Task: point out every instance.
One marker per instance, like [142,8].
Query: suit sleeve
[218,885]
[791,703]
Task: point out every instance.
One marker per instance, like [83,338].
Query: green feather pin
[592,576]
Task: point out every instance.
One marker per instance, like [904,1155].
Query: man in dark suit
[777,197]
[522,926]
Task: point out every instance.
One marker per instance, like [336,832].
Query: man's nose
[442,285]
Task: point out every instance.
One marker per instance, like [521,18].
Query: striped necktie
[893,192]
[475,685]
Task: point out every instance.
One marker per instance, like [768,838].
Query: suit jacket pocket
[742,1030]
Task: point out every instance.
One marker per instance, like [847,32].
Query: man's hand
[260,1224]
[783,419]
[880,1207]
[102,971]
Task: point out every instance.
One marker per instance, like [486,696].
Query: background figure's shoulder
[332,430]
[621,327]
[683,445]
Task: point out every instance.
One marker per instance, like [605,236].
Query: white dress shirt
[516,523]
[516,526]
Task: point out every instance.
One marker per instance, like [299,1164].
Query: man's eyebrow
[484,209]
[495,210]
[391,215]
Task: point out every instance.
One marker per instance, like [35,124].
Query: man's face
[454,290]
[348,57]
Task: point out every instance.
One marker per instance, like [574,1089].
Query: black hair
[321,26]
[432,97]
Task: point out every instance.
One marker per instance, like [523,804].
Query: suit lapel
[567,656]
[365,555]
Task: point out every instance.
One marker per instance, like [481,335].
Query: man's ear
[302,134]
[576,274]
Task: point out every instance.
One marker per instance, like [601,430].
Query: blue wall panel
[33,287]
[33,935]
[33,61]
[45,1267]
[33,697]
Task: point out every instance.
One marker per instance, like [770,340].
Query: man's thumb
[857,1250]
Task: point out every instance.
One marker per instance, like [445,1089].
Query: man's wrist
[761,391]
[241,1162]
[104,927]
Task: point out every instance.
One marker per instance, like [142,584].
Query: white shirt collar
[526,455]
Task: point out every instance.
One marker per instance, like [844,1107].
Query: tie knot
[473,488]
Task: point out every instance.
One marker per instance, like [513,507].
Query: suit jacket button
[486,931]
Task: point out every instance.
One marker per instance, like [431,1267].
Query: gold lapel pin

WRITTEN EXERCISE:
Each line above is to be repeated exactly.

EXERCISE SOLUTION:
Task: point out every instance.
One marker per instance, like [142,8].
Query: suit sleeve
[218,885]
[791,703]
Task: point out every instance.
One marker per instance, like [83,338].
Query: green feather pin
[592,576]
Task: point out every instance.
One marker per instance, like [904,1155].
Query: man in dark suit
[777,197]
[522,926]
Task: point out every instance.
One marker per instance, like [336,832].
Query: man's nose
[442,285]
Task: point out every instance.
One marker per instance, like [521,18].
Query: striped necktie
[893,192]
[475,685]
Task: point out every instance.
One marker per instance, like [768,838].
Query: suit jacket pocket
[742,1030]
Task: point out every instance.
One marker per instance, like [847,32].
Query: man's hand
[260,1224]
[783,419]
[880,1207]
[102,971]
Task: point out every instance.
One marker per instance, like [486,696].
Query: background figure's shoulder
[332,430]
[621,327]
[683,445]
Task: point out every instance.
One marker per instance, like [605,236].
Query: white dress shirt
[516,523]
[516,526]
Task: point out every instance.
One marker per instance, like [299,1164].
Query: man's eyebrow
[484,209]
[495,210]
[391,215]
Task: point out every instance.
One marker per instance, like [35,124].
Query: man's face
[454,290]
[348,57]
Task: point out every instance.
One marker per instance, like [574,1089].
Query: black hair
[321,26]
[432,97]
Task: point out every instance.
One marker per instance, like [523,804].
Query: suit lapel
[567,656]
[365,555]
Task: point out every instance.
One marker per instance, like [481,335].
Query: man's ear
[302,134]
[576,274]
Task: point out every instance.
One marker per instance, like [601,430].
Query: blue wall panel
[33,287]
[33,935]
[33,61]
[45,1267]
[33,697]
Task: point out every instance.
One marker per instance, like [770,340].
Query: man's thumb
[857,1250]
Task: point out every instance.
One marker per instance, like [445,1089].
Query: man's wrist
[761,391]
[241,1162]
[104,927]
Task: point out every instance.
One marker per instance, like [142,584].
Query: white shirt collar
[526,455]
Task: point out every instance.
One marker per instance, like [844,1107].
Query: tie knot
[473,488]
Task: point out every instance.
One marker per instance, like [513,507].
Query: suit jacket button
[486,931]
Task: point out every instance.
One marker per instance, like [431,1267].
Query: gold lapel pin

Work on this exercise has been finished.